Praia do Futuro
“Praia do Futuro” Brasil, 2014
Direção: Karim Ainouz
Um clima viril, no visual e na sonoridade, abre “Praia do Futuro”, último filme de Karim Ainouz, 48 anos, que já assinou entre outros, “Abismo Prateado”2011, “Cinema, Aspirinas e Urubús”2005, do qual escreveu o roteiro, “Madame Satã”2002.
Guitarras gritantes combinam-se com o rumor de motos nas dunas, abafando qualquer outro som.
O mar azul, com ondas que rolam arrastando espuma branca, não diz nada a respeito do perigo traiçoeiro que alí reside.
Os motoqueiros tiram suas roupas pesadas e entregam-se à água que convida. Mas logo se debatem, presos à correnteza que puxa para o fundo.
Por mais que o salva-vidas procure e mergulhe, perdeu um homem para o mar.
“O Abraço do Afogado” é o título do primeiro capítulo desse filme, que aparece em amarelo na tela vermelha e que intriga, não responde a todas as nossas perguntas e incomoda.
Wagner Moura é Donato, o “Aquaman” para o irmão menor Ayrton, que o adora. O menino vê o mundo com olhos para super-herois. Ele tem medo de água e se acha o “Speed Racer”.
“- O que deu no cara para vir morrer na praia do Futuro?” pergunta Donato a si mesmo. É o primeiro que ele não consegue salvar.
E, quando dá a notícia para o amigo do motoqueiro afogado, percebe que os olhos do alemão são verdes como o mar.
“- A Praia do Futuro é muito perigosa” diz Donato acompanhando o outro nas buscas do corpo, sem sucesso.
E, sem lutar, Donato entrega-se ao amigo do morto, levado pelo desejo e pela dor do fracasso. Nos braços do alemão Konrad (Clemens Schick), o “Motoqueiro Fantasma”, ele tenta esquecer sua impotência perante a morte, quer refazer o heroi invencível que o irmão criara e fugir do desconforto que a vida causava nele.

--------------------------------------------------

Tarefas:
1 – Responda com base no texto sobre Praia do Futuro:
(a) Quem dirigiu o filme?
(b) Qual é o título do primeiro capítulo?
(c) Que ator interpreta Konrad?
2 – Copie do texto sobre Praia do Futuro o trecho entre "Os motoqueiros tiram" e "perguntas e incomoda.", inclusive.
3 – Dê continuidade ao texto sobre Praia do Futuro a partir do ponto em que ele termina.
As linhas que vêm depois deste texto são de outra fonte.

--------------------------------------------------

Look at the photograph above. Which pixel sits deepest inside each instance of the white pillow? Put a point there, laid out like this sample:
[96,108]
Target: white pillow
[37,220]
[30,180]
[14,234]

--------------------------------------------------

Respostas:
1 –
(a) Karim Ainouz.
(b) "O Abraço do Afogado".
(c) Clemens Schick.

2 –
Os motoqueiros tiram suas roupas pesadas e entregam-se à água que convida. Mas logo se debatem, presos à correnteza que puxa para o fundo.
Por mais que o salva-vidas procure e mergulhe, perdeu um homem para o mar.
“O Abraço do Afogado” é o título do primeiro capítulo desse filme, que aparece em amarelo na tela vermelha e que intriga, não responde a todas as nossas perguntas e incomoda.

3 –
Donato muda de cenário, abandona a família e vai refugiar-se em Berlim para poder ser quem ele descobriu que é.
Há uma única frase que dá a pista do que acontece com Donato. Ele se move por medo. E explica:
“- Tem dois tipos de medo. Um que finge que nada é perigoso e outro que sabe que tudo é perigoso nesse mar imenso.”
E, na segunda parte do filme, “Um Heroi Partido ao Meio”, em Berlim, cidade sem mar, cinzenta, subterrânea, ele dança de noite e trabalha num aquário gigantesco durante o dia. Solitário, deixa crescer barba e cabelo. Parece satisfeito, fechado em seu mundo.
“Um Fantasma que Fala Alemão” é a terceira e última parte do filme, dez anos depois que Donato partira de Fortaleza:
“- Sentiu a minha falta? Você esqueceu de mim? Foi?”, fala o irmão de Donato (maravilhoso Jesuíta Barbosa) em alemão, surgido do nada, se atracando com ele. Misturam-se os irmãos, entre socos, abraços e lembranças.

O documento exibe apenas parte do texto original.